- [Tugas Latihan]
[1] Menurut berita neraca dagang Indonesia–Cina, berapa nilai ekspor Indonesia ke Cina pada Maret 2022?
[2] Tuliskan kembali tanpa perubahan bagian berita neraca dagang Indonesia–Cina yang dimulai dengan kata-kata "Penulis: Abdul Azis" dan berakhir dengan "belum akan turun.".
[3] Menurut berita neraca dagang Indonesia–Cina, mengapa dampak lockdown di Cina belum terlihat pada ekspor Indonesia?

- [Teks Analisis]

Ekspor Melonjak, Indonesia Kembali Cetak Surplus Dagang dengan Cina

ANTARA FOTO/M Risyal Hidayat/YU
Ilustrasi. Neraca dagang Indonesia yang sempat mengalami defisit dengan Cina pada Februari bahkan berbalik mencatatkan surplus pada bulan lalu US$ 201 juta.
Penulis: Abdul Azis Said
Editor: Agustiyanti
18/4/2022, 17.03 WIB

Badan Pusat Statistik atau BPS mencatat ekspor ke Cina pada Maret 2022 naik 46,33% menjadi US$ 5,6 miliar, belum terpengaruh dampak lockdown di Shanghai dan beberapa kota lainnya di Cina. Neraca dagang Indonesia yang sempat mengalami defisit dengan Cina pada Februari bahkan berbalik mencatatkan surplus pada bulan lalu US$ 201 juta. 

Kepala BPS Margo Yuwono mengatakan, permintaan terhadap ekspor sebetulnya bergantung pada pertimbangan apakah komoditas ekspor merupakan kebutuhan vital bagi suatu negara atau bukan. Selama perekonomian satu negara tidak sedang dilanda krisis, maka permintaan terhadap kebutuhan pokok belum akan turun.

"Selama di sana ekonomi masih baik biasanya demand-nya terhadap komoditas utama dari Indonesia akan tetap meningkat, jadi dampaknya belum kelihatan," kata Margo. 

Margo mencatat, ekspor ke Cina secara volume juga tumbuh 50,22% dibandingkan bulan sebelumnya menjadi 20,7 miliar kg.  Cina bahkan menjadi negara dengan peningkatan nilai ekspor nonmigas terbesar pada bulan lalu sebesar US$ 1,7 miliar. "Kalau dilihat komoditasnya adalah bahan bakar mineral serta nikel dan barang daripadanya," kata Margo. 

Impor Indonesia dari Cina juga tumbuh meski  tidak setinggi kinerja ekspor. Nilai impor dari Cina sebesar US$ 5,4 miliar atau tumbuh 14,9% dibandingkan bulan sebelumnya. Secara volume juga meningkat 33,27% menjadi 2,4 miliar Kg. 

Dengan kinerja tersebut, neraca dagang RI dengan Cina pada bulan lalu berhasil mencetak surplus sebesar US$ 201 juta. Ini merupakan pembalikan setelah bulan Februari masih mencatatkan defisit US$ 909 juta.

- [Cuplikan Butir]

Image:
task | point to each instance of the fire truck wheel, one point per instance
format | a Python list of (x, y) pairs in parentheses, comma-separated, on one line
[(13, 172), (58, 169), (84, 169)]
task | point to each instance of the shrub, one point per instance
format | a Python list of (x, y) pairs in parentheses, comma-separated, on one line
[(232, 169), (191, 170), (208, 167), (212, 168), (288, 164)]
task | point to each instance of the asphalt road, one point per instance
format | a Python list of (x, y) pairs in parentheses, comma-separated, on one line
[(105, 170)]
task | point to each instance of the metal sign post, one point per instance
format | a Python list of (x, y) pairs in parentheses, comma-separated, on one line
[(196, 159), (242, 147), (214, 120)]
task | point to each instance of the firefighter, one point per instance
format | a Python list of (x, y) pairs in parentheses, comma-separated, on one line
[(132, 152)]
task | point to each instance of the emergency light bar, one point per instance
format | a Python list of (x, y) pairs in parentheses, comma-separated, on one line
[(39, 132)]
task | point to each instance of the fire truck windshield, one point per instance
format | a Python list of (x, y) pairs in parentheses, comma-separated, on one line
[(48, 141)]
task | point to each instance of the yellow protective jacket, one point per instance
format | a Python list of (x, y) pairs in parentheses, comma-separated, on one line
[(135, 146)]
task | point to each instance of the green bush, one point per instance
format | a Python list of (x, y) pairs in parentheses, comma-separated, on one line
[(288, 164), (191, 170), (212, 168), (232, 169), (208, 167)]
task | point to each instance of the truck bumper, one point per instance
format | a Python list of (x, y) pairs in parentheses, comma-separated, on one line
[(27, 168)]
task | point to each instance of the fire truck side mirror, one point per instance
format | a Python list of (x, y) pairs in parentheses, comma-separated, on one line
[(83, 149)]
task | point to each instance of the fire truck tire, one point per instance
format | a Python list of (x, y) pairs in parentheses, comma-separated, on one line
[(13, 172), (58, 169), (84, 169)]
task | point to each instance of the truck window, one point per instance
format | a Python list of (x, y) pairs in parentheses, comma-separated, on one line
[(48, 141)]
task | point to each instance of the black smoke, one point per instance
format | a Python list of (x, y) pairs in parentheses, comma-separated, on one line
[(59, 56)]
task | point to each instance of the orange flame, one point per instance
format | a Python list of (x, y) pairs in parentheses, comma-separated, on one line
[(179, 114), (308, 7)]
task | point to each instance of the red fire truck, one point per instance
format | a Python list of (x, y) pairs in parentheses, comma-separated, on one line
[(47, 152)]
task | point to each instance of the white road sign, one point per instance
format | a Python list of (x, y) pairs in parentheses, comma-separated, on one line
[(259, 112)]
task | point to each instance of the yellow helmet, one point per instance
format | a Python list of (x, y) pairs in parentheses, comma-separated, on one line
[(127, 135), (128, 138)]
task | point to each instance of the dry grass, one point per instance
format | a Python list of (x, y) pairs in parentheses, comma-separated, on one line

- [Jawaban per Butir]
[1] US$ 5,6 miliar, naik 46,33%.

[2]
Penulis: Abdul Azis Said
Editor: Agustiyanti
18/4/2022, 17.03 WIB

Badan Pusat Statistik atau BPS mencatat ekspor ke Cina pada Maret 2022 naik 46,33% menjadi US$ 5,6 miliar, belum terpengaruh dampak lockdown di Shanghai dan beberapa kota lainnya di Cina. Neraca dagang Indonesia yang sempat mengalami defisit dengan Cina pada Februari bahkan berbalik mencatatkan surplus pada bulan lalu US$ 201 juta. 

Kepala BPS Margo Yuwono mengatakan, permintaan terhadap ekspor sebetulnya bergantung pada pertimbangan apakah komoditas ekspor merupakan kebutuhan vital bagi suatu negara atau bukan. Selama perekonomian satu negara tidak sedang dilanda krisis, maka permintaan terhadap kebutuhan pokok belum akan turun.

[3] Permintaan ekspor bergantung pada apakah komoditasnya merupakan kebutuhan vital bagi suatu negara. Selama perekonomian negara itu tidak dilanda krisis, permintaan terhadap komoditas utama dari Indonesia tetap meningkat, sehingga dampaknya belum kelihatan.